* TASK LIST:
- 1) Translate this sentence from the passage on the Infect deck into French: "The level of consistency that Blossoming Defense brings to an already-consistent archetype is terrifying."
- 2) Revise the passage on the Infect deck between "Infect, by Trevor" and "the Infect clan.", inclusive, so that "Dallas" is replaced with "Denver".
- 3) List every deck named in the passage on the Infect deck.

* EXTRACT:

Infect, by Trevor Holmes
I am of the strong opinion that with the printing of Blossoming Defense, Infect is the best deck in Modern week to week. Without the anchor that was Apostle's Blessing weighting it down, Infect can now steamroll through opposing removal with a plethora of both pump spells and protection effects. The level of consistency that Blossoming Defense brings to an already-consistent archetype is terrifying. We’ve seen Infect’s numbers rise considerably since the printing of Blossoming Defense, and the stage is set for Infect to take down GP Dallas. With the rest of the format focused heavily on stopping Burn and Dredge (as seen from the SCG Milwaukee results we analyzed last week), I believe Infect is poised to pounce on an unsuspecting field and claim another trophy for the Infect clan.

* DATA:
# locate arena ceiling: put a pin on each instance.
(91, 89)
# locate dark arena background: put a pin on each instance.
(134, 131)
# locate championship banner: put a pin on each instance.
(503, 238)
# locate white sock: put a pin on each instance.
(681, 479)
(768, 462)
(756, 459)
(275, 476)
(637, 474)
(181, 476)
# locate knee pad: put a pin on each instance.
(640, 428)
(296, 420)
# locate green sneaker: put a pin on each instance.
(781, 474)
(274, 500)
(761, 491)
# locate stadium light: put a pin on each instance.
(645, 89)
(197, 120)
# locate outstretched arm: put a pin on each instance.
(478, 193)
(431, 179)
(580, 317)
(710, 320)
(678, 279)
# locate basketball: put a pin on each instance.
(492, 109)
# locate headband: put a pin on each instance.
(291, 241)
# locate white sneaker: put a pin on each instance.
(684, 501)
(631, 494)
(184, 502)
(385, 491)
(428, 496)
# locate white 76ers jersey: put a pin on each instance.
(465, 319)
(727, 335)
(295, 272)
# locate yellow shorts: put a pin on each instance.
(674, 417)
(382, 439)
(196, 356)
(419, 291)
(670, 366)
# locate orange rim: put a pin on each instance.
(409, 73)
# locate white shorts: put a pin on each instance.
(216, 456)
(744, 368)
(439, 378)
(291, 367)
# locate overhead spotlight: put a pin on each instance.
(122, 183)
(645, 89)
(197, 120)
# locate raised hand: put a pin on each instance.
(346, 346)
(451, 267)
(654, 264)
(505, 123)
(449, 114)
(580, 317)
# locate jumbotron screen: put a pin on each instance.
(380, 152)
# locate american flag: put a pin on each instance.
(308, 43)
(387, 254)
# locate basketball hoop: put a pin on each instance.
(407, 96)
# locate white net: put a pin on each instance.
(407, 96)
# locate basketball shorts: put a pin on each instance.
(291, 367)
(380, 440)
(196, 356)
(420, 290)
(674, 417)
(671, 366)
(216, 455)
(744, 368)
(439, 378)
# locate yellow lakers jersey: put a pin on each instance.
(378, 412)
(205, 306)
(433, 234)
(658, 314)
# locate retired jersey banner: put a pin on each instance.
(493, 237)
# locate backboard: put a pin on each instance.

* SOLUTIONS TO EACH TASK:
- 1) Le niveau de régularité que Blossoming Defense apporte à un archétype déjà régulier est terrifiant.

- 2)
Infect, by Trevor Holmes
I am of the strong opinion that with the printing of Blossoming Defense, Infect is the best deck in Modern week to week. Without the anchor that was Apostle's Blessing weighting it down, Infect can now steamroll through opposing removal with a plethora of both pump spells and protection effects. The level of consistency that Blossoming Defense brings to an already-consistent archetype is terrifying. We’ve seen Infect’s numbers rise considerably since the printing of Blossoming Defense, and the stage is set for Infect to take down GP Denver. With the rest of the format focused heavily on stopping Burn and Dredge (as seen from the SCG Milwaukee results we analyzed last week), I believe Infect is poised to pounce on an unsuspecting field and claim another trophy for the Infect clan.

- 3) Infect, Burn, Dredge